▶ [MATERIAL TO PROCESS]
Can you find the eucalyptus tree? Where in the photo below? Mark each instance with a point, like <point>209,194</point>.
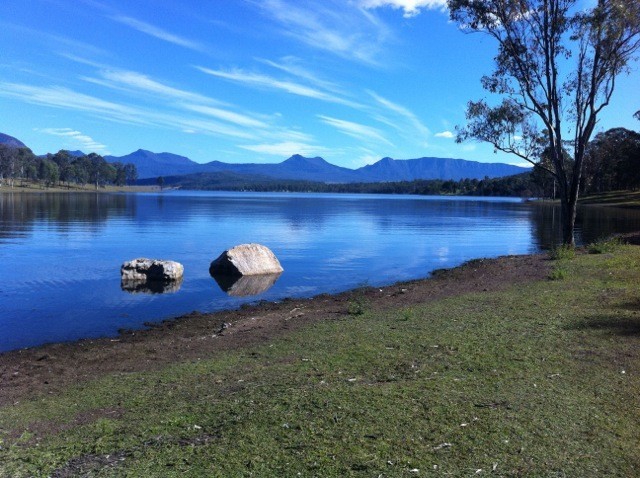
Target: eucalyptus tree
<point>556,70</point>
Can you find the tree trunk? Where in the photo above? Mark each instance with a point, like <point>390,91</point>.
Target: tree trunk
<point>568,208</point>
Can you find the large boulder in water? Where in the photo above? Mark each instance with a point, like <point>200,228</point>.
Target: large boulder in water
<point>245,286</point>
<point>246,260</point>
<point>143,269</point>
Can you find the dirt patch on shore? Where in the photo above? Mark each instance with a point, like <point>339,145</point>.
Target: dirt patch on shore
<point>27,373</point>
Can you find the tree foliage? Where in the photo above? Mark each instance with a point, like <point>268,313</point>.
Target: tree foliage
<point>612,161</point>
<point>556,70</point>
<point>61,167</point>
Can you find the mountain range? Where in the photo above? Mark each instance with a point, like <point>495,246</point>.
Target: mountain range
<point>297,167</point>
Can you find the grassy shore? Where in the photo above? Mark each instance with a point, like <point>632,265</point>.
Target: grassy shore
<point>625,199</point>
<point>32,187</point>
<point>541,378</point>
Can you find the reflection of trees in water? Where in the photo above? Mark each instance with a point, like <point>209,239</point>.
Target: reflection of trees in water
<point>592,223</point>
<point>19,212</point>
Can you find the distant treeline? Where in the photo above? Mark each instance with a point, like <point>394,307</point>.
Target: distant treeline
<point>518,185</point>
<point>61,168</point>
<point>612,163</point>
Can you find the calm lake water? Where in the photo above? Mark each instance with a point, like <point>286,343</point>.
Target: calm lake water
<point>61,253</point>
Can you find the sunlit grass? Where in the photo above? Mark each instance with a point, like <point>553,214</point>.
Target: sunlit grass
<point>540,380</point>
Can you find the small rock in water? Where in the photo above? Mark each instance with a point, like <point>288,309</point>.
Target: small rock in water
<point>144,269</point>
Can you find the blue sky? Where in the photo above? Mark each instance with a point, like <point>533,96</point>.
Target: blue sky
<point>249,80</point>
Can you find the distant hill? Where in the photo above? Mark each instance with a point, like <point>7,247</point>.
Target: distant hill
<point>388,169</point>
<point>300,168</point>
<point>10,141</point>
<point>152,165</point>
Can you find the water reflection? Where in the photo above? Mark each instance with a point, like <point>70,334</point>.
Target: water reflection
<point>19,211</point>
<point>150,286</point>
<point>245,286</point>
<point>68,248</point>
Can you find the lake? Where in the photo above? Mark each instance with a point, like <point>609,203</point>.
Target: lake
<point>61,253</point>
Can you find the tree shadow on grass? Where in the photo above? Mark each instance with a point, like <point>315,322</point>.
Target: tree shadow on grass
<point>615,325</point>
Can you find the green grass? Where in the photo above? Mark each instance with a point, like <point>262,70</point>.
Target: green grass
<point>628,199</point>
<point>541,380</point>
<point>607,245</point>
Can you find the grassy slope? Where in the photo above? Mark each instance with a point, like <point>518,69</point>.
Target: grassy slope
<point>30,187</point>
<point>628,199</point>
<point>541,380</point>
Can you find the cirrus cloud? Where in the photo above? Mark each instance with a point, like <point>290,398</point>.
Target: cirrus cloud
<point>411,7</point>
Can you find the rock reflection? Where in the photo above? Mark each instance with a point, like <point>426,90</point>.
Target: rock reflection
<point>244,286</point>
<point>150,286</point>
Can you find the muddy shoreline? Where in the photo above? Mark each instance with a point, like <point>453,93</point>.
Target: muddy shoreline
<point>28,373</point>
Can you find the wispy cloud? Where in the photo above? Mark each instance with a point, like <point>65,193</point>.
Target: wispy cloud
<point>60,97</point>
<point>355,130</point>
<point>229,116</point>
<point>338,27</point>
<point>286,149</point>
<point>57,96</point>
<point>132,80</point>
<point>258,80</point>
<point>157,32</point>
<point>409,118</point>
<point>77,139</point>
<point>410,7</point>
<point>293,66</point>
<point>186,100</point>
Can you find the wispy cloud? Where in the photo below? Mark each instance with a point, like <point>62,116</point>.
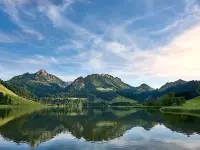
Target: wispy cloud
<point>12,8</point>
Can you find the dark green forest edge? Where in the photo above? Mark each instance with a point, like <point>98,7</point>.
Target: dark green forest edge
<point>98,90</point>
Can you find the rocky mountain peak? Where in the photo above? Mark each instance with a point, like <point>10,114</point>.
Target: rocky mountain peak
<point>42,72</point>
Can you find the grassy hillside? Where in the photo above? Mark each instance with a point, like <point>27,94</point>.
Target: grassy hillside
<point>15,99</point>
<point>193,104</point>
<point>191,107</point>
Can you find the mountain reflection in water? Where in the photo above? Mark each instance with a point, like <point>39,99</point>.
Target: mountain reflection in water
<point>62,128</point>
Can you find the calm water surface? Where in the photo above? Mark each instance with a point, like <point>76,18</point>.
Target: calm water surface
<point>97,129</point>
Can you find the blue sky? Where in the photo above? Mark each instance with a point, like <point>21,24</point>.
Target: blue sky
<point>140,41</point>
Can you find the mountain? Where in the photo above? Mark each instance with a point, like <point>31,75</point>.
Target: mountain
<point>95,83</point>
<point>172,84</point>
<point>40,84</point>
<point>101,88</point>
<point>144,88</point>
<point>13,98</point>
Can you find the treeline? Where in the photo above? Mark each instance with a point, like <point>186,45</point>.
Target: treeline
<point>5,99</point>
<point>17,90</point>
<point>167,100</point>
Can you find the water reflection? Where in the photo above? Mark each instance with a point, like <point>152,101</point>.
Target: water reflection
<point>61,128</point>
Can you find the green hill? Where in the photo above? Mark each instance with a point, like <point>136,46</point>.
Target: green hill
<point>15,99</point>
<point>39,84</point>
<point>194,103</point>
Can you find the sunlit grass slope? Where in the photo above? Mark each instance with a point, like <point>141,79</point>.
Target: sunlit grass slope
<point>193,104</point>
<point>15,99</point>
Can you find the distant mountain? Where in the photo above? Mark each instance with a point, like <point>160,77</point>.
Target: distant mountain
<point>94,83</point>
<point>97,87</point>
<point>14,99</point>
<point>144,88</point>
<point>39,84</point>
<point>172,84</point>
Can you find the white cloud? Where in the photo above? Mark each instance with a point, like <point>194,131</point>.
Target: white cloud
<point>12,8</point>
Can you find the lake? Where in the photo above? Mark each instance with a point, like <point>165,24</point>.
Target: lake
<point>97,129</point>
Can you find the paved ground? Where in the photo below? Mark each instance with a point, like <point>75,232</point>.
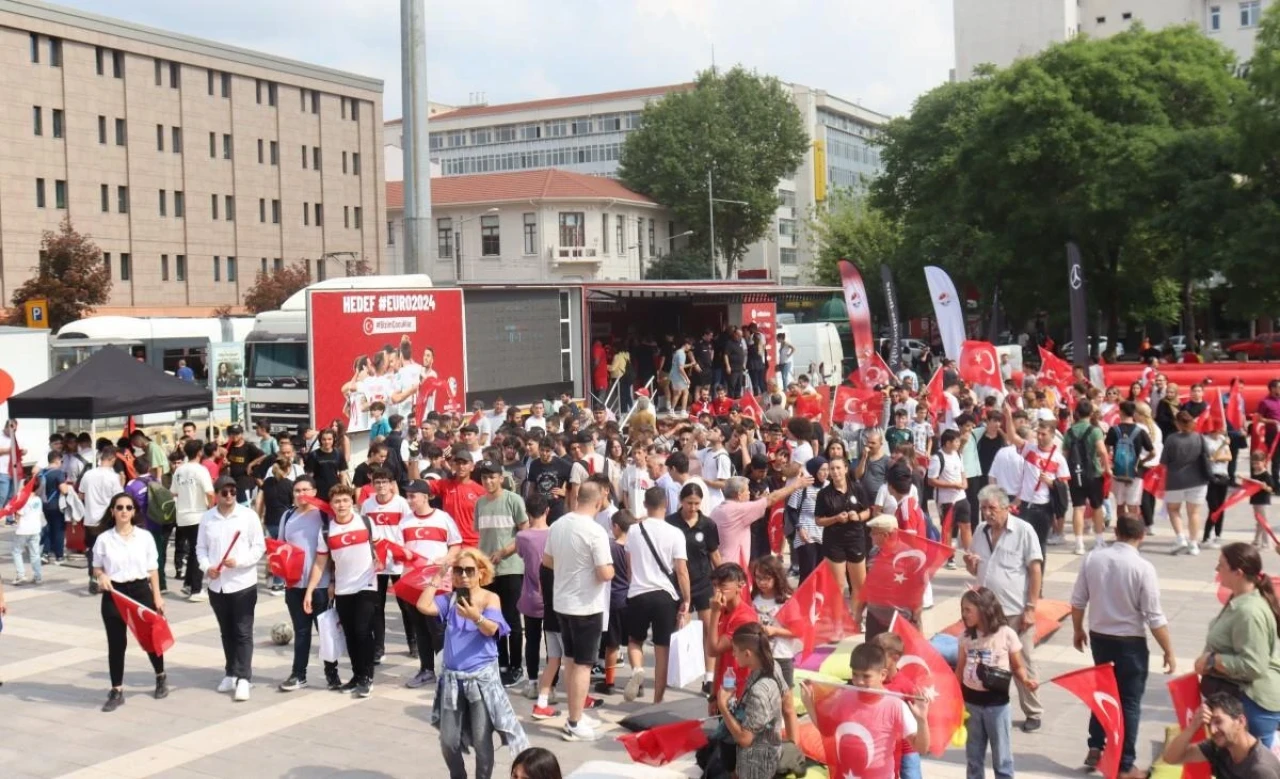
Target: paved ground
<point>53,661</point>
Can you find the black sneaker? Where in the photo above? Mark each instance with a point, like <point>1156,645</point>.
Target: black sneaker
<point>114,700</point>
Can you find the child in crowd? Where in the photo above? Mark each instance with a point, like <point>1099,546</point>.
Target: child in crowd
<point>769,592</point>
<point>988,658</point>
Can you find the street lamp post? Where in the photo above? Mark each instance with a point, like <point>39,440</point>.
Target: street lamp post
<point>457,242</point>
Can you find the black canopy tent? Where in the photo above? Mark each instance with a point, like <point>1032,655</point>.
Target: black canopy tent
<point>109,384</point>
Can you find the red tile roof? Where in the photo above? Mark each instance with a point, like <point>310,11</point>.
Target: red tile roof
<point>517,186</point>
<point>554,102</point>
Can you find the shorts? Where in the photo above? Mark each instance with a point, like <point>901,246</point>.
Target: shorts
<point>581,636</point>
<point>1127,493</point>
<point>1188,495</point>
<point>653,610</point>
<point>1091,493</point>
<point>616,635</point>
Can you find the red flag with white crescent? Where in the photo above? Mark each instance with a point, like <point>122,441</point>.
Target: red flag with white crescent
<point>1097,687</point>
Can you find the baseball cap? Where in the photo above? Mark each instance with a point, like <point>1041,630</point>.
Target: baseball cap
<point>419,486</point>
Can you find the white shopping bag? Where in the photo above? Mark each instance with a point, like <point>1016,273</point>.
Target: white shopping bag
<point>333,644</point>
<point>688,663</point>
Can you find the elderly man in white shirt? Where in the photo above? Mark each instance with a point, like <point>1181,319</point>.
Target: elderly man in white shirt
<point>228,546</point>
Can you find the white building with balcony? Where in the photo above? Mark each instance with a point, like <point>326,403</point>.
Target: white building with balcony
<point>1002,31</point>
<point>534,225</point>
<point>584,134</point>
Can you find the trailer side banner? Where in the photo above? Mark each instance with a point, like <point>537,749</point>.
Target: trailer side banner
<point>401,347</point>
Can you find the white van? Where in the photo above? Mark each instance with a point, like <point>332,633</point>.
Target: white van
<point>818,352</point>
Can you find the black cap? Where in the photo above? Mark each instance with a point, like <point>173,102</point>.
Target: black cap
<point>419,486</point>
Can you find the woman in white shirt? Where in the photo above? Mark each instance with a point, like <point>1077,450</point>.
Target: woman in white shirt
<point>127,562</point>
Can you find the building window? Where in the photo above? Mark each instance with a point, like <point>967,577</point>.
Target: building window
<point>1249,13</point>
<point>490,246</point>
<point>572,229</point>
<point>443,238</point>
<point>530,234</point>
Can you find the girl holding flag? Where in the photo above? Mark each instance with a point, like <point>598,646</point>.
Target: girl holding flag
<point>127,562</point>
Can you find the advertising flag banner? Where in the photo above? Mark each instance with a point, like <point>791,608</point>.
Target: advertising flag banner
<point>947,308</point>
<point>405,348</point>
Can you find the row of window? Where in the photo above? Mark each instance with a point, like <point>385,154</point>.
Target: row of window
<point>528,160</point>
<point>219,81</point>
<point>535,131</point>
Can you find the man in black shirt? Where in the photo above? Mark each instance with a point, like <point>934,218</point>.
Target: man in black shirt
<point>242,458</point>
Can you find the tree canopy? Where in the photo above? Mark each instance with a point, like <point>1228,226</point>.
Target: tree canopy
<point>736,125</point>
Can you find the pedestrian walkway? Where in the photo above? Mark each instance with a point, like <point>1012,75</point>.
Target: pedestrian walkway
<point>53,663</point>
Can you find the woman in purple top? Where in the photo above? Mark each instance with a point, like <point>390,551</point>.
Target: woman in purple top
<point>470,701</point>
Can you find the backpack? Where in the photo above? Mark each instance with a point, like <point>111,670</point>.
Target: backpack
<point>1124,462</point>
<point>1079,457</point>
<point>161,507</point>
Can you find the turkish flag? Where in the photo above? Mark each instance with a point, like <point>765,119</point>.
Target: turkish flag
<point>663,743</point>
<point>1055,370</point>
<point>1153,481</point>
<point>1248,487</point>
<point>860,404</point>
<point>817,613</point>
<point>901,571</point>
<point>860,729</point>
<point>284,560</point>
<point>1184,693</point>
<point>931,677</point>
<point>979,363</point>
<point>1097,688</point>
<point>147,626</point>
<point>750,408</point>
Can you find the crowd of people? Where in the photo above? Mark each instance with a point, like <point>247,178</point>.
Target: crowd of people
<point>565,542</point>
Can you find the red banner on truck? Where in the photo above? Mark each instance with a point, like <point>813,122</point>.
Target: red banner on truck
<point>403,348</point>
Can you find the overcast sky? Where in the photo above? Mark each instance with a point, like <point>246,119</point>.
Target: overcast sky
<point>882,55</point>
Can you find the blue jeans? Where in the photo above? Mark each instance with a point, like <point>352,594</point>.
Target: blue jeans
<point>1132,659</point>
<point>1262,723</point>
<point>993,724</point>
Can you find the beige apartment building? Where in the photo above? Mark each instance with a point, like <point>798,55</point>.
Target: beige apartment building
<point>192,164</point>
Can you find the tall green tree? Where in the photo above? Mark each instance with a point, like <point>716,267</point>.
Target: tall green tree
<point>71,275</point>
<point>737,129</point>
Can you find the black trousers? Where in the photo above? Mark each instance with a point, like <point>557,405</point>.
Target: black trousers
<point>117,632</point>
<point>234,613</point>
<point>384,582</point>
<point>512,645</point>
<point>356,613</point>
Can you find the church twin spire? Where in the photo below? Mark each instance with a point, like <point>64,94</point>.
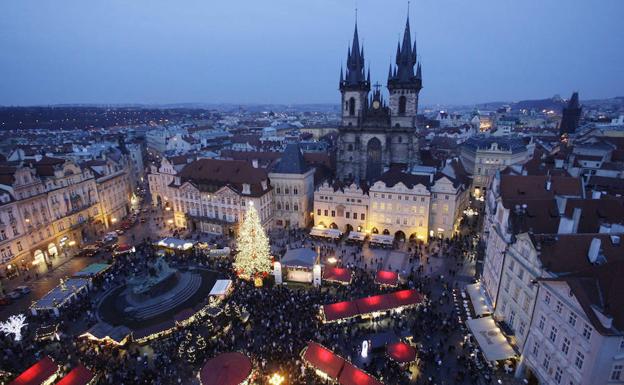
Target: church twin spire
<point>402,73</point>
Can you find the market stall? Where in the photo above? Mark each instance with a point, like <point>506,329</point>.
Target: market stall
<point>387,278</point>
<point>365,307</point>
<point>175,243</point>
<point>401,352</point>
<point>78,376</point>
<point>338,274</point>
<point>494,345</point>
<point>381,240</point>
<point>299,264</point>
<point>478,299</point>
<point>226,369</point>
<point>43,372</point>
<point>325,233</point>
<point>93,270</point>
<point>356,236</point>
<point>66,292</point>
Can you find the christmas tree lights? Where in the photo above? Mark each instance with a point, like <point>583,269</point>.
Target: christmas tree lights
<point>253,260</point>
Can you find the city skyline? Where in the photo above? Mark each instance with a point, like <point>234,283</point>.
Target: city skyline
<point>239,53</point>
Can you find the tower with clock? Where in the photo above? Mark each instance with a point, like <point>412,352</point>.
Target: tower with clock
<point>375,135</point>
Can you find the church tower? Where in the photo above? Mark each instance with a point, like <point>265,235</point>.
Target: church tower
<point>374,136</point>
<point>403,84</point>
<point>354,87</point>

▶ [WORK TO COMPLETE] In the listing above, the lines from the one containing "Target: grassy hillside" through the one containing "Can you find the mountain reflection" must be set down exactly, with no other lines.

▶ [ANSWER FOR THIS EXERCISE]
Target: grassy hillside
<point>15,99</point>
<point>193,104</point>
<point>191,107</point>
Can you find the mountain reflection in water? Where in the photo above? Mark each instance with a point, like <point>39,99</point>.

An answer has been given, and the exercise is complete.